Would you return the lines between the one holding "Pick out every instance of the white dress" and the one holding "Target: suit lapel", inclusive, and only those, exactly as they stand in the listing below?

┌─ Study material

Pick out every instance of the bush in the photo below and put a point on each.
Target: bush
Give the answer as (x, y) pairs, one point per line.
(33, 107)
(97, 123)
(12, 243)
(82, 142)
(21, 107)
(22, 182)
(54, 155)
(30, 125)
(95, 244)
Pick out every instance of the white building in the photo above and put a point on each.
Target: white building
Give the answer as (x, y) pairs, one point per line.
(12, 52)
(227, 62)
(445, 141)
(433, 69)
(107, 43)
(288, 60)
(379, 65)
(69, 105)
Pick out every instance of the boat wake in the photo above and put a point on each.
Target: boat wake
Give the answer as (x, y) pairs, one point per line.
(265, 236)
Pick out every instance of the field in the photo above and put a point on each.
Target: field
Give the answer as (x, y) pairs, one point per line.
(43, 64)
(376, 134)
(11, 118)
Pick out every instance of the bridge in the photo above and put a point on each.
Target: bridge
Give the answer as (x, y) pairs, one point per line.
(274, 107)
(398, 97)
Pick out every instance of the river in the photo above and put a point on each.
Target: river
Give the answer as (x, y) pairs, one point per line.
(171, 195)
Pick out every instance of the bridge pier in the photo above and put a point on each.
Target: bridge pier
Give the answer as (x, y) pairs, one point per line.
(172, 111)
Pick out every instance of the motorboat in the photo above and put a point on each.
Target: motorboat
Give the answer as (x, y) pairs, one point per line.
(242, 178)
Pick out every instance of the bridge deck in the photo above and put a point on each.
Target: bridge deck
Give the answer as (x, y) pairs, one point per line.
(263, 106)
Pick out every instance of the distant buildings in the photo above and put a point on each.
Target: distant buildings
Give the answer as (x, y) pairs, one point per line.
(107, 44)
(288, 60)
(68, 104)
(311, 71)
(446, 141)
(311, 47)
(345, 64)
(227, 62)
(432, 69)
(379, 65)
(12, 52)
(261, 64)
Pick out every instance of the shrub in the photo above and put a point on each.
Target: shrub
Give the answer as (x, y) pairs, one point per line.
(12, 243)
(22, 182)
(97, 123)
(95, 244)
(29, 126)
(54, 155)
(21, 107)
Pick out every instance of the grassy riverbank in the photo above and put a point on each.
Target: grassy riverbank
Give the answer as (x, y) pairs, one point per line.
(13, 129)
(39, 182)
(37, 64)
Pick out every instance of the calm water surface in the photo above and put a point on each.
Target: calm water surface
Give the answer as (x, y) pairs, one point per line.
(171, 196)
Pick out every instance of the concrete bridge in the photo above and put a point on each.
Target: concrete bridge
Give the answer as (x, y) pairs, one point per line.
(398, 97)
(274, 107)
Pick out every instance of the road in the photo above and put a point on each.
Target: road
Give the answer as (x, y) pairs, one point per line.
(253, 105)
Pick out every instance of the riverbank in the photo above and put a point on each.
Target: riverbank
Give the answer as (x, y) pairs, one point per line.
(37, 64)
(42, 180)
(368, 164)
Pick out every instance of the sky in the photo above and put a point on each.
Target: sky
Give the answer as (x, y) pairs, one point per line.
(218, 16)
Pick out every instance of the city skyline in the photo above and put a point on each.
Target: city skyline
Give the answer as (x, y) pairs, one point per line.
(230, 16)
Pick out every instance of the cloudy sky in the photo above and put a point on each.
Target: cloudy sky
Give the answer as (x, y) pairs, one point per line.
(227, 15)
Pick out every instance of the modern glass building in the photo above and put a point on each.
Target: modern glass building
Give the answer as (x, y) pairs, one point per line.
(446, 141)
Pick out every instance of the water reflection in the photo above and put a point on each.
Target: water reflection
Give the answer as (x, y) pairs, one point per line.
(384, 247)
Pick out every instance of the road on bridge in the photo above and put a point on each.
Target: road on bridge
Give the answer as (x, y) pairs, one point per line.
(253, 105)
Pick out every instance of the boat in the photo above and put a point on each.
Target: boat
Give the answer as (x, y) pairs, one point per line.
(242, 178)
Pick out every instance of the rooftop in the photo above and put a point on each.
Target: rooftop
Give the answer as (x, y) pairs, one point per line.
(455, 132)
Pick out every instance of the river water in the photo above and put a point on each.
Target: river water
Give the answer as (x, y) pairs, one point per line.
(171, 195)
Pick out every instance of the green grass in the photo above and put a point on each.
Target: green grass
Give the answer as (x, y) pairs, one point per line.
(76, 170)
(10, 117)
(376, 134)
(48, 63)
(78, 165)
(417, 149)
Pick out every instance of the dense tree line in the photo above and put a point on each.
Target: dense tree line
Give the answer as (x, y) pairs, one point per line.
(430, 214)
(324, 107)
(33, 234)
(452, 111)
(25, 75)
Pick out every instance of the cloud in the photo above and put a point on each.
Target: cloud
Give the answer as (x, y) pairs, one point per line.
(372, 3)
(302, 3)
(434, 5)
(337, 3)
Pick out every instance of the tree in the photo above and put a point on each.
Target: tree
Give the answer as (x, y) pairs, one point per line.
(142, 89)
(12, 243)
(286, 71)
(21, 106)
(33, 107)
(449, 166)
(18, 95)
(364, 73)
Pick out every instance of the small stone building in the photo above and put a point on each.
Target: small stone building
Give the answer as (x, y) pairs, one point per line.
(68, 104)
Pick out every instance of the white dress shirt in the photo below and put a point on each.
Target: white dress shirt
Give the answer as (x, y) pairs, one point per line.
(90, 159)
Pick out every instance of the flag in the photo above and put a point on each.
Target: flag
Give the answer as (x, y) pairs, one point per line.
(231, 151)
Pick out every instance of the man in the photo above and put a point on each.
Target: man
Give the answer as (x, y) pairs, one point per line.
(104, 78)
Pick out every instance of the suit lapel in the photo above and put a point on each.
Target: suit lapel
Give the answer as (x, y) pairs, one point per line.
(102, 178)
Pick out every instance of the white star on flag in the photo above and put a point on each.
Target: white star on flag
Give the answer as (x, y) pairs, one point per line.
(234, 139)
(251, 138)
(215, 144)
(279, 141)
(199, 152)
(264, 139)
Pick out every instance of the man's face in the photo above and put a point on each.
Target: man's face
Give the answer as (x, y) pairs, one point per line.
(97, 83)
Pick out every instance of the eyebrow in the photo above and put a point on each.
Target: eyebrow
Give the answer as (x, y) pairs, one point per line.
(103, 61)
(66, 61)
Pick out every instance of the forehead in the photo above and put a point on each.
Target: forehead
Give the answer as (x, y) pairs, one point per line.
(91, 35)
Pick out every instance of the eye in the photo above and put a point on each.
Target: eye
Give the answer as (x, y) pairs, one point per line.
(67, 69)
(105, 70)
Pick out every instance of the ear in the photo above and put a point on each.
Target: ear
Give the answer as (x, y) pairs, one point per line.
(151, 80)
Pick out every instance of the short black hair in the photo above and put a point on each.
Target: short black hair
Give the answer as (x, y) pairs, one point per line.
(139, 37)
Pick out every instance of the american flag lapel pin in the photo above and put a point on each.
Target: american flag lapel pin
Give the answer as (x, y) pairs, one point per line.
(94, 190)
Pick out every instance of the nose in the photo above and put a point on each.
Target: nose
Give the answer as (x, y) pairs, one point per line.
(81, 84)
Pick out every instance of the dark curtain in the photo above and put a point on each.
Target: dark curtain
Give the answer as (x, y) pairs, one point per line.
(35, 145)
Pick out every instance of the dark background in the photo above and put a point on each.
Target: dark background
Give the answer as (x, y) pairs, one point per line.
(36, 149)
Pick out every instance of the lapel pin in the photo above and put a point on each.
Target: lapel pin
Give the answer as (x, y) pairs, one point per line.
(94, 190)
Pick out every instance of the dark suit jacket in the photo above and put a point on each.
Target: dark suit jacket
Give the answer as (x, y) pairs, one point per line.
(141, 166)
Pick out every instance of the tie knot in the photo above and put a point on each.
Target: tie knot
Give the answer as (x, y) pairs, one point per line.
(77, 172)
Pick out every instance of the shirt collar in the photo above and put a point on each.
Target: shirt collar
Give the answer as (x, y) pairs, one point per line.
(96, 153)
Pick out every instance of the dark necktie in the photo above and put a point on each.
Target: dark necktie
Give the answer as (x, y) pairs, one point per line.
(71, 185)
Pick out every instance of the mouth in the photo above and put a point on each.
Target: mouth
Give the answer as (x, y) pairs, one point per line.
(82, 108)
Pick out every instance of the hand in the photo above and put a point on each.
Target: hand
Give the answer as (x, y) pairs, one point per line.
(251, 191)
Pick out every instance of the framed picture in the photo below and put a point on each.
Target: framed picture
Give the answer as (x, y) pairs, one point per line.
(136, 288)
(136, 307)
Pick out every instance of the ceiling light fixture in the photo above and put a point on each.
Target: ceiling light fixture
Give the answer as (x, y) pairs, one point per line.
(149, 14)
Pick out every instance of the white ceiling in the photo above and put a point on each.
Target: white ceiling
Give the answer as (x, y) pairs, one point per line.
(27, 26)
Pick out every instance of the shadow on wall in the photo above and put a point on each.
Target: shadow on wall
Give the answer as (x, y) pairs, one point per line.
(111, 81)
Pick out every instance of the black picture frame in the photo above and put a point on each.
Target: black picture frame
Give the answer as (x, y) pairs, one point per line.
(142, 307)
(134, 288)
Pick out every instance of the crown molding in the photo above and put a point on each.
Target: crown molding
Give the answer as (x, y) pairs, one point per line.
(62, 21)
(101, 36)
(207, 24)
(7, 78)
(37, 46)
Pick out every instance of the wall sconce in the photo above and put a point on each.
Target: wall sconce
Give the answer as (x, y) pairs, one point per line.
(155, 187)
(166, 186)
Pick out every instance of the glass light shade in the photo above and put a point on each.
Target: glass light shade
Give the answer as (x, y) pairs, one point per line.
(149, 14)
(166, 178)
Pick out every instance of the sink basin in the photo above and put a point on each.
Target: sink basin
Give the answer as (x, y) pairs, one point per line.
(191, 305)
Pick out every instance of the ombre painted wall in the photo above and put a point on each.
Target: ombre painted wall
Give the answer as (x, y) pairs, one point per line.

└─

Result:
Pick out every instance of the white dress shirt in the photo below and put a point on each.
Target: white dress shirt
Give the answer as (x, y) pairs, one point per line.
(90, 159)
Pick out every instance of the flag in the photo above and put a point on each.
Target: flag
Give the answer as (x, y) pairs, one point per line.
(231, 151)
Pick out every instance of the man in the photo above and put a point on each.
Target: man
Give the answer as (x, y) pairs, one point per line.
(104, 78)
Pick out every instance of the suit lapel in the photo above and put a point on each.
Target: suit lapel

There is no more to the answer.